[Stated task]
Locate every line in the records below that contains the word "roadside" and copy each of those lines in full.

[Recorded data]
· · ·
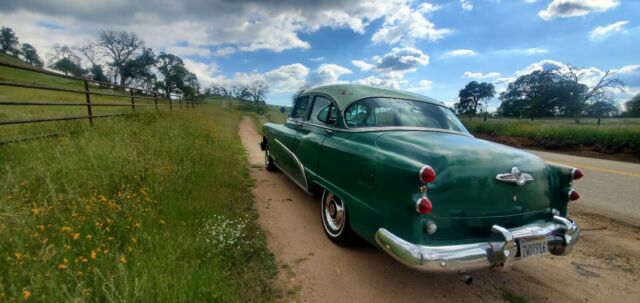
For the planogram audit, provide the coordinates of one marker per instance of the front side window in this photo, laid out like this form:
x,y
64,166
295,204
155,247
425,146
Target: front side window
x,y
300,108
389,112
323,111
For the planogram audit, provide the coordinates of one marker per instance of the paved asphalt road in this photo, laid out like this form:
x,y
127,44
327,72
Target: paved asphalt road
x,y
609,188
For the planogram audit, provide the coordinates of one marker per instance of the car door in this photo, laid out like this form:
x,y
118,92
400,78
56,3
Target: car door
x,y
283,148
310,136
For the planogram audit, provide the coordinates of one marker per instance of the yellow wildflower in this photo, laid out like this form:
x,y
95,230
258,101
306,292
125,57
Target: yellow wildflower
x,y
36,210
26,294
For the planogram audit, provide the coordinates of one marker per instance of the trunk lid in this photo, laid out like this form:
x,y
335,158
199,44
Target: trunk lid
x,y
466,186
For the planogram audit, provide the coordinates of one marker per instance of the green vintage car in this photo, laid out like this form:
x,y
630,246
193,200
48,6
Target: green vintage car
x,y
399,170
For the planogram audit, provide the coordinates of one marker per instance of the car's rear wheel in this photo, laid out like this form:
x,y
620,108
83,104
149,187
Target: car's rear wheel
x,y
335,219
268,160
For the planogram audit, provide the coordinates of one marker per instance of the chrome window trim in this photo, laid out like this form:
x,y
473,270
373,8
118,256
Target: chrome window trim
x,y
388,128
304,186
343,111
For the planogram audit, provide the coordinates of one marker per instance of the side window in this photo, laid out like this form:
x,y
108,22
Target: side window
x,y
357,115
321,110
300,107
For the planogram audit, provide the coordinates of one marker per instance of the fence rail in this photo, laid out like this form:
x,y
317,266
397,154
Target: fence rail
x,y
133,95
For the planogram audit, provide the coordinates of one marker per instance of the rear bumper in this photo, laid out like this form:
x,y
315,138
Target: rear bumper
x,y
499,253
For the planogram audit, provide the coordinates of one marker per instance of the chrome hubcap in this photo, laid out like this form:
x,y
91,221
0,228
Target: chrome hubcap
x,y
333,213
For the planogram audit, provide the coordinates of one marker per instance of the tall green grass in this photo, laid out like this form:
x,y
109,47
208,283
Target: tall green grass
x,y
613,136
151,207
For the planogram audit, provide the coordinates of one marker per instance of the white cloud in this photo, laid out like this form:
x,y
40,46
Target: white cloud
x,y
575,8
481,75
423,85
401,59
388,80
535,51
363,66
327,74
602,32
189,51
466,5
460,53
225,51
405,59
286,78
249,25
524,51
406,25
207,73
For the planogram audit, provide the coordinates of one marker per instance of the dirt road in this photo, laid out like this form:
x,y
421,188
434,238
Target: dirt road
x,y
609,187
604,267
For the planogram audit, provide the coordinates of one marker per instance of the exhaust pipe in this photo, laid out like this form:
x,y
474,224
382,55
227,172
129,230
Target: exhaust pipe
x,y
467,279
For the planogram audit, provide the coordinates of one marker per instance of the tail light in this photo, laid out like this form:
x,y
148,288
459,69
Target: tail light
x,y
573,195
427,174
423,206
576,174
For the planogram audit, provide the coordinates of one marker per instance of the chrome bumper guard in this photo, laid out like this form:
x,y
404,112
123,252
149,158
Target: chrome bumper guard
x,y
499,253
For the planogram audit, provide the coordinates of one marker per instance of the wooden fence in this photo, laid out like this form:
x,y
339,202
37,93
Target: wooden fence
x,y
132,98
134,94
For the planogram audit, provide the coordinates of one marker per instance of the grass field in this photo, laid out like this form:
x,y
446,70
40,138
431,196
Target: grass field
x,y
614,135
12,112
152,207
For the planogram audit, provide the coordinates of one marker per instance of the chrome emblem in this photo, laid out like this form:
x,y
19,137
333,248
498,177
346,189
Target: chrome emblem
x,y
515,176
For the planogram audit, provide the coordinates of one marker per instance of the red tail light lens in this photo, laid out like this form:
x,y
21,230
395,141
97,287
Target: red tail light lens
x,y
424,206
573,195
427,174
576,174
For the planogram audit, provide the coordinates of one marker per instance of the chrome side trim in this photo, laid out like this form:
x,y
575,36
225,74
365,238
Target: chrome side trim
x,y
498,253
300,167
515,176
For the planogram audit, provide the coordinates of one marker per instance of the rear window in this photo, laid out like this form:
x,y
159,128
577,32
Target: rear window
x,y
389,112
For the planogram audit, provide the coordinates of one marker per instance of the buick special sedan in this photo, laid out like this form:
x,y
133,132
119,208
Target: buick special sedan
x,y
399,170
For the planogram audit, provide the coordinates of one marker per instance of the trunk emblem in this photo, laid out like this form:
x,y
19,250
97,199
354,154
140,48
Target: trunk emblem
x,y
515,176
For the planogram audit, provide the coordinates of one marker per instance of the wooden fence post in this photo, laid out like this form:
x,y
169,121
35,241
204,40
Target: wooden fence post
x,y
133,103
155,99
88,98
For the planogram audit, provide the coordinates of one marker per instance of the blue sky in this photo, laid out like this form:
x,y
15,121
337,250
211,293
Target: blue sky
x,y
433,47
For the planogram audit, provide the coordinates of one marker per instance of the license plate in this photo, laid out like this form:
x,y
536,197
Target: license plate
x,y
533,247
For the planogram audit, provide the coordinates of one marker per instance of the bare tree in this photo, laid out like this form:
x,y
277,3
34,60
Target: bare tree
x,y
596,92
258,91
120,48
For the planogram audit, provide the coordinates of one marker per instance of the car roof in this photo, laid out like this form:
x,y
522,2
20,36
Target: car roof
x,y
345,94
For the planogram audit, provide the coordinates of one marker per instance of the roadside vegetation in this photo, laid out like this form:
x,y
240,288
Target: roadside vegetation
x,y
151,207
613,136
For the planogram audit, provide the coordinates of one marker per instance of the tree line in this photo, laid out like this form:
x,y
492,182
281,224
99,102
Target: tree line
x,y
255,91
549,93
117,57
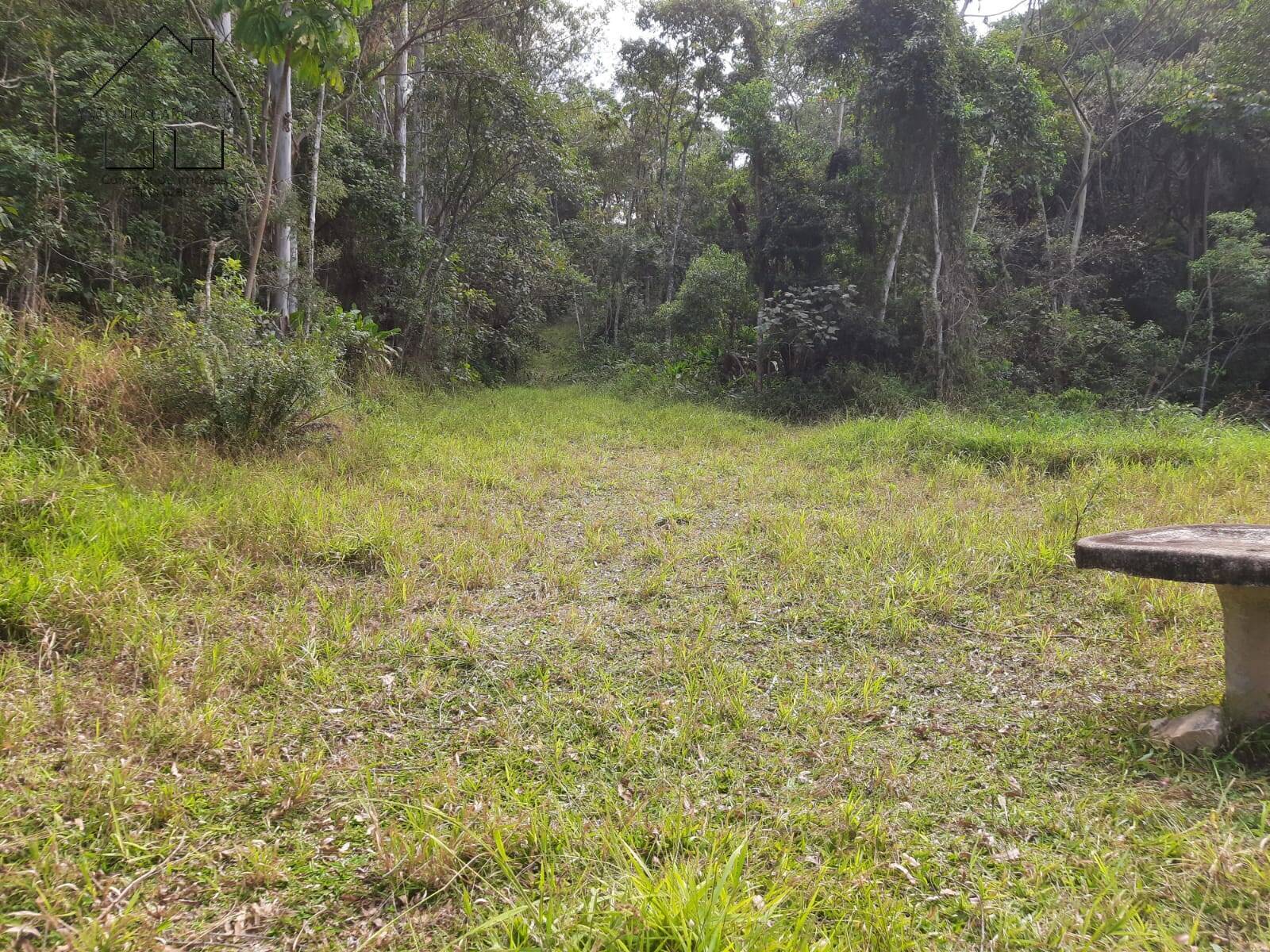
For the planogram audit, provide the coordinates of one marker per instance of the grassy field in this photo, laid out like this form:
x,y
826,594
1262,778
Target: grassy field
x,y
541,668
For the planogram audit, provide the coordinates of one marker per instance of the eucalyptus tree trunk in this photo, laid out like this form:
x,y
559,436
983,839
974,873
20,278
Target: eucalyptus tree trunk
x,y
679,211
937,310
279,93
1208,296
1083,192
267,197
421,139
313,182
402,93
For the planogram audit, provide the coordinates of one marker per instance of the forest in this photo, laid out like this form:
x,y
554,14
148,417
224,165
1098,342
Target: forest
x,y
803,207
475,475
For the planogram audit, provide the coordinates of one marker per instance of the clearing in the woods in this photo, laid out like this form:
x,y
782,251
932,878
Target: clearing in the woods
x,y
543,668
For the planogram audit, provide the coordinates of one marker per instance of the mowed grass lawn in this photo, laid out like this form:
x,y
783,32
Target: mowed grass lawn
x,y
554,670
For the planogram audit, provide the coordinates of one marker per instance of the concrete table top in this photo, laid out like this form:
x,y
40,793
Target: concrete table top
x,y
1236,560
1218,555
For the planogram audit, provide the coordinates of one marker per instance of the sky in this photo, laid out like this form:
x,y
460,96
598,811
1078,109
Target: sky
x,y
619,23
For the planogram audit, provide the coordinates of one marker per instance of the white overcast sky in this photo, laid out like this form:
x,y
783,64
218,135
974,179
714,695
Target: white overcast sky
x,y
618,18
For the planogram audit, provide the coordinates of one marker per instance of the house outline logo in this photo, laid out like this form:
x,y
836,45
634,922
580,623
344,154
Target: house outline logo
x,y
175,130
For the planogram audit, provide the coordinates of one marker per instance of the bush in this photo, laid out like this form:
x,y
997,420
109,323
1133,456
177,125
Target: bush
x,y
59,387
224,374
714,300
31,397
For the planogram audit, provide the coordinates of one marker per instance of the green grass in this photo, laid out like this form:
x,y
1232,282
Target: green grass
x,y
552,670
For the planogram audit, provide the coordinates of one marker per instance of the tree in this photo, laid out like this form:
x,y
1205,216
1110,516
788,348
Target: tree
x,y
310,40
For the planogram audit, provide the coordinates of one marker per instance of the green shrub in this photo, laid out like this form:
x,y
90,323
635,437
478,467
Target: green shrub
x,y
714,300
31,397
222,372
356,340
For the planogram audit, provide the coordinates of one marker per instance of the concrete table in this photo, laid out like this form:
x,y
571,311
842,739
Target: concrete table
x,y
1236,560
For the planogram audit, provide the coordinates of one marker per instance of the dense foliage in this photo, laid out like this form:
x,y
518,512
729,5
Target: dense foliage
x,y
781,200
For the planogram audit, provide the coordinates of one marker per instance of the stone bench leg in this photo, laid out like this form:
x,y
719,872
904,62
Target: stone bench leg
x,y
1248,654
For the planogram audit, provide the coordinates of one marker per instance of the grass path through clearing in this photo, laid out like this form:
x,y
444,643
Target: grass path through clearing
x,y
541,668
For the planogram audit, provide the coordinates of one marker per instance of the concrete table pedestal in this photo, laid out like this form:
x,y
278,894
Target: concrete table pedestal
x,y
1248,654
1236,560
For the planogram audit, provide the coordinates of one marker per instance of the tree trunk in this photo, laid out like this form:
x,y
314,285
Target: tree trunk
x,y
983,182
279,90
402,90
266,200
937,311
1208,295
421,139
1081,194
313,183
679,211
895,257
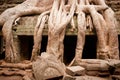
· · ·
[Response]
For the planogram audit, provide the coordinates of one marker per instance of the roadside vegetation in this photo, laid out like this form:
Target: roadside vegetation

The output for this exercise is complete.